Compliance & Internal Investigations / Antitrust Law and Merger Control12.06.2025 Newsletter
Key Client Briefing: Use of artificial intelligence in internal investigations
Internal investigations are an essential tool for uncovering potential misconduct in companies, averting damage and initiating the necessary measures. With increasing digitisation and the exponential growth in the volume of data, digital e-discovery tools have become an integral part of any internal investigation. Providers of such tools promise not only increased efficiency through the use of artificial intelligence ("AI"), but also deeper insights and more precise results. At the same time, the use of AI in internal investigations brings with it new challenges and legal issues under European Regulation 2024/1689 of 13 June 2024 laying down harmonised rules on artificial intelligence ("AI Act"). The AI Act addresses not only the developers of AI systems but also their users. Companies that use AI-based e-discovery tools are therefore subject to the requirements of the AI Act and face the high risk of fines of up to EUR 35 million or 7% of their total global annual turnover of the previous financial year. The AI Act has been in force since 1 August 2024 and the general training obligations under Art. 4 AI Act and the provisions on prohibited AI practices under Art. 5 AI Act have been applicable since February of this year. From 2 August 2026, the specific obligations for high-risk AI systems, which also play a major role in internal investigations, will also apply. This makes compliance with the regulatory requirements a key issue for all parties concerned.
Advantages of using AI for internal investigations
The AI Act aims to comprehensively regulate the use and development of AI in the EU member states. It creates a harmonised legal framework for AI and aims to ensure that AI technology is also developed and used in internal investigations by the parties concerned in a safe manner and in accordance with EU values, including respect for fundamental rights, the rule of law and democracy. AI is already optimising numerous internal investigation processes:
1. Increased efficiency and error reduction
AI can analyse and categorise large amounts of data in the shortest possible time. This minimises human errors that can occur due to fatigue or inattentiveness. In addition, AI enables language, format and source-independent analysis, which significantly reduces the effort required for translations or format adjustments.

Stored entries
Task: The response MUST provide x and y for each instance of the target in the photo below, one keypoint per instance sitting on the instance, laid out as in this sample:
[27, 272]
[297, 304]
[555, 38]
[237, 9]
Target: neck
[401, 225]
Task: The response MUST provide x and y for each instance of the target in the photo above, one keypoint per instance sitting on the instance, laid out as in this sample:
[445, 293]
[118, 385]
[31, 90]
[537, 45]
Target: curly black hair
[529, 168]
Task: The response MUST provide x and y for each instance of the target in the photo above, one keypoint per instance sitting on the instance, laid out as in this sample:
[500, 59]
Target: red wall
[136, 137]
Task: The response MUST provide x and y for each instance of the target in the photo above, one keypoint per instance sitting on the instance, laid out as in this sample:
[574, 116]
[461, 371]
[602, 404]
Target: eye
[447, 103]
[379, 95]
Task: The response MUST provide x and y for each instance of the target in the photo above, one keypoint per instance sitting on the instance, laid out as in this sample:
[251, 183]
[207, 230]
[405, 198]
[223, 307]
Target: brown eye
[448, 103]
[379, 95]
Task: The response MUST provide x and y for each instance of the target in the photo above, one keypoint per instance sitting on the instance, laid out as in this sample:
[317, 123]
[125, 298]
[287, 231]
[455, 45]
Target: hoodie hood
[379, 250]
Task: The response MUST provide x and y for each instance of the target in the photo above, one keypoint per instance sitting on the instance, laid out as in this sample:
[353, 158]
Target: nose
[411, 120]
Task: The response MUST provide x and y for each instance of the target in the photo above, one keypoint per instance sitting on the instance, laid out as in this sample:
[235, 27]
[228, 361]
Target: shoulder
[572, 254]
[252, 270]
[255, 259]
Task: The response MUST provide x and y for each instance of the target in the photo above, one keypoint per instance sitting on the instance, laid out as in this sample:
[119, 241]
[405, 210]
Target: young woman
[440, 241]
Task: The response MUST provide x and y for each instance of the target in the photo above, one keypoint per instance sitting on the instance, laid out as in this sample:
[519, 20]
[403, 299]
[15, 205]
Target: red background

- [Short problem]
Answer these questions about the AI briefing:
(a) Since what date has the AI Act been in force?
(b) From what date will the specific obligations for high-risk AI systems apply?
(c) What kind of errors does AI minimize that can occur due to fatigue or inattentiveness?
This listing comes from a separate source.

- [Problem solution]
(a) 1 August 2024
(b) 2 August 2026
(c) Human errors